- _ARTICLE_:
-=-=-
The previous studies detect a speech as hate speech, based on the frequency (occurrence) of a
word in a given dataset; this means it does not consider the role of each word in a given
sentence. The main purpose of this study is to design a method that can generate hate speech
features from a given text by identifying the role of a word in a given sentence, so that hate
speech can easily be distinguished from other forms of speech in a better way. To do this,
various researches related to this study have been studied and reviewed.
This study created a new feature extraction method for Amharic hate speech detection. The
created model needs a training and testing dataset, so that posts and comments, which are
posted on 25 popular Facebook pages, have been collected to build the dataset.
Whether a speech is hateful or not, should be determined by the law that prohibits hate speech.
So that, using different filtration methods, datasets that contain religious, ethnic, and hate
words are collected and given to law experts, to annotate it manually. The law experts labeled
2590 datasets into three classes; Religion-hate, Ethnic-hate, and Non-hate. After dataset
preparation, a new feature extraction method, which can distinguish hate speech from other
speech, is developed.
-=-=-
- _WRITTEN EXERCISE 1_:
In the passage on Amharic hate speech detection, swap "Facebook" for "social media" in the part starting with "This study created" and going on through "build the dataset.", and write out the result.
- _WRITTEN EXERCISE 2_:
Turn the paragraph of the Amharic hate speech passage that begins "Whether a speech is hateful or not" into a short bulleted list that keeps its main facts.

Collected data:
-=-=-
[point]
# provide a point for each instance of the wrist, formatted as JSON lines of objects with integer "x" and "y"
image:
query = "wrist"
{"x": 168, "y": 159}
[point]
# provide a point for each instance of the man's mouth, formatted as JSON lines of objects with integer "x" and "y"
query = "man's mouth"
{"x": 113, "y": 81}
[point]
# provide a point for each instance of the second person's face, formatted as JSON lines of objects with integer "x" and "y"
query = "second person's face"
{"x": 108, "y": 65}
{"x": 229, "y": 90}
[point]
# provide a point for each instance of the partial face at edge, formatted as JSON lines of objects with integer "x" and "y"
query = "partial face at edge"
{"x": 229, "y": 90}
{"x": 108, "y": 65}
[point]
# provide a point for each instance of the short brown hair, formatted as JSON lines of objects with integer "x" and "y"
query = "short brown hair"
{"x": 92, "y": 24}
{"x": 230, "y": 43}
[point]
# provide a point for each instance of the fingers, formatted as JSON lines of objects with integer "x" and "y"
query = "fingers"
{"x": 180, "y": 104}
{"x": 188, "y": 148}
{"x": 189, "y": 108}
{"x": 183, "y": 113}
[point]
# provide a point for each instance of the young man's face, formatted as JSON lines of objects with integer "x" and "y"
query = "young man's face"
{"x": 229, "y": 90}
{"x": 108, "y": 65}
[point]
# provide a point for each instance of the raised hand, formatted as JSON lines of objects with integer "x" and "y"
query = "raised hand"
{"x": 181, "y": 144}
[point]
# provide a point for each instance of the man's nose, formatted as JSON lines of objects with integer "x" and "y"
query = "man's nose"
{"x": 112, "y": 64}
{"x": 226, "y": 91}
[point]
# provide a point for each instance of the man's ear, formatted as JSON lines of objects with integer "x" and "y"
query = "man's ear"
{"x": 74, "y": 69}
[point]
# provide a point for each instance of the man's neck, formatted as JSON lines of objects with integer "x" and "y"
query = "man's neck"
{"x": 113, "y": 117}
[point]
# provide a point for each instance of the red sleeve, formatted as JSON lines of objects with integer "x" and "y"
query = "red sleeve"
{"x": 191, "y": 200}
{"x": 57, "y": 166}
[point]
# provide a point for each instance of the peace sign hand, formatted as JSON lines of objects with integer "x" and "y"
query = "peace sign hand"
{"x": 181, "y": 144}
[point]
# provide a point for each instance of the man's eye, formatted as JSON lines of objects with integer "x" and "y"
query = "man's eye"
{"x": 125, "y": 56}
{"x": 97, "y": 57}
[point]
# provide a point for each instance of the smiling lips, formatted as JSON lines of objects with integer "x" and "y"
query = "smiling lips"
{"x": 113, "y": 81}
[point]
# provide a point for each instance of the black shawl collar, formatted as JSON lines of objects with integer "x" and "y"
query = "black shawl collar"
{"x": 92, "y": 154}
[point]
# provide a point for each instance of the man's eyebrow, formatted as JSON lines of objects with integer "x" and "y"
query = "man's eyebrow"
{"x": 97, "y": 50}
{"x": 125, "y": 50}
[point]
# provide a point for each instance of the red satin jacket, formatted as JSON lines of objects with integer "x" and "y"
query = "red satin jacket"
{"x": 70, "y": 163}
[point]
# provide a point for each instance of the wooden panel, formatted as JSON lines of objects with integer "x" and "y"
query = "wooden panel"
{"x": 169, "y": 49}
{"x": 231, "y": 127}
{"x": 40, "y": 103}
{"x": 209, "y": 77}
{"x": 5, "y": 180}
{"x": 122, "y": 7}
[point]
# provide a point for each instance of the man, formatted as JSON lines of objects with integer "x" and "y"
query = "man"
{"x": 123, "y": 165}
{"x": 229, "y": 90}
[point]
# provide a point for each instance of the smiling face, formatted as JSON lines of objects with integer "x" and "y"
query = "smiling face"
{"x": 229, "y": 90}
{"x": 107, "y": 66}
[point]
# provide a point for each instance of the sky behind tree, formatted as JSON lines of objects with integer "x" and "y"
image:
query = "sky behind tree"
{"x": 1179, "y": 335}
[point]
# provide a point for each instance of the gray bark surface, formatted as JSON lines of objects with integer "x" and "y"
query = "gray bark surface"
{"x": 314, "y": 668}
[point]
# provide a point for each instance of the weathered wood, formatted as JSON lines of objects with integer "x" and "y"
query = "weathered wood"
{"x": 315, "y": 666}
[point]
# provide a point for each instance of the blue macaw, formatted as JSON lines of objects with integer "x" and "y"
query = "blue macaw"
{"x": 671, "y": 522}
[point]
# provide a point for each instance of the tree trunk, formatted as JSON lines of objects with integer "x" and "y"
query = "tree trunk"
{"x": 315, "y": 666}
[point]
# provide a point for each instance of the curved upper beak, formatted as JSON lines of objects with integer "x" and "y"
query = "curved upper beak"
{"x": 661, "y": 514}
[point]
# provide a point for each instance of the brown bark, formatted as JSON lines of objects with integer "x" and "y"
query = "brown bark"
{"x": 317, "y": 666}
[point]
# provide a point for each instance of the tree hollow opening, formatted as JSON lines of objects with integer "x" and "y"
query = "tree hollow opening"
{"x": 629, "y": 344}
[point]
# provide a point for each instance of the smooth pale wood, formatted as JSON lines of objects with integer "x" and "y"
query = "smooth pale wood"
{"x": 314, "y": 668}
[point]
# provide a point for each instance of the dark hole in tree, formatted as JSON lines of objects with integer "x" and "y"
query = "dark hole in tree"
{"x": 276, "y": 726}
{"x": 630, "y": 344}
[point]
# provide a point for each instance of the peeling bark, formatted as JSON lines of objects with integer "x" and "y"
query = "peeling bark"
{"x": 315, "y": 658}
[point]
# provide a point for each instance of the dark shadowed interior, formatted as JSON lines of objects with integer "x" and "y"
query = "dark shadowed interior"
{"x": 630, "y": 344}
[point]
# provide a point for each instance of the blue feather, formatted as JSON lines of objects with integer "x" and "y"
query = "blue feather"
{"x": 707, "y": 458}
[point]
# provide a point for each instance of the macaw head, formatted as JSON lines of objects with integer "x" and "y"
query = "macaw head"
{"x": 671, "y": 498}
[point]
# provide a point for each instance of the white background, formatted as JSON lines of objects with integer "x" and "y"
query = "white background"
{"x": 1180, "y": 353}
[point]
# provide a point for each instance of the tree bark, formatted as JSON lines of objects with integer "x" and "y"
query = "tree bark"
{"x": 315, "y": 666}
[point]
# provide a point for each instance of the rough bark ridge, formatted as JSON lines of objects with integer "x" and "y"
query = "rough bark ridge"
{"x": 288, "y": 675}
-=-=-
- _WRITTEN ANSWER 1_:
This study created a new feature extraction method for Amharic hate speech detection. The
created model needs a training and testing dataset, so that posts and comments, which are
posted on 25 popular social media pages, have been collected to build the dataset.

- _WRITTEN ANSWER 2_:
- Whether speech is hateful should be determined by the law that prohibits hate speech.
- Filtration methods were used to collect datasets containing religious, ethnic, and hate words.
- Law experts annotated these manually and labeled 2590 datasets into three classes: Religion-hate, Ethnic-hate, and Non-hate.
- After dataset preparation, a new feature extraction method that can distinguish hate speech from other speech was developed.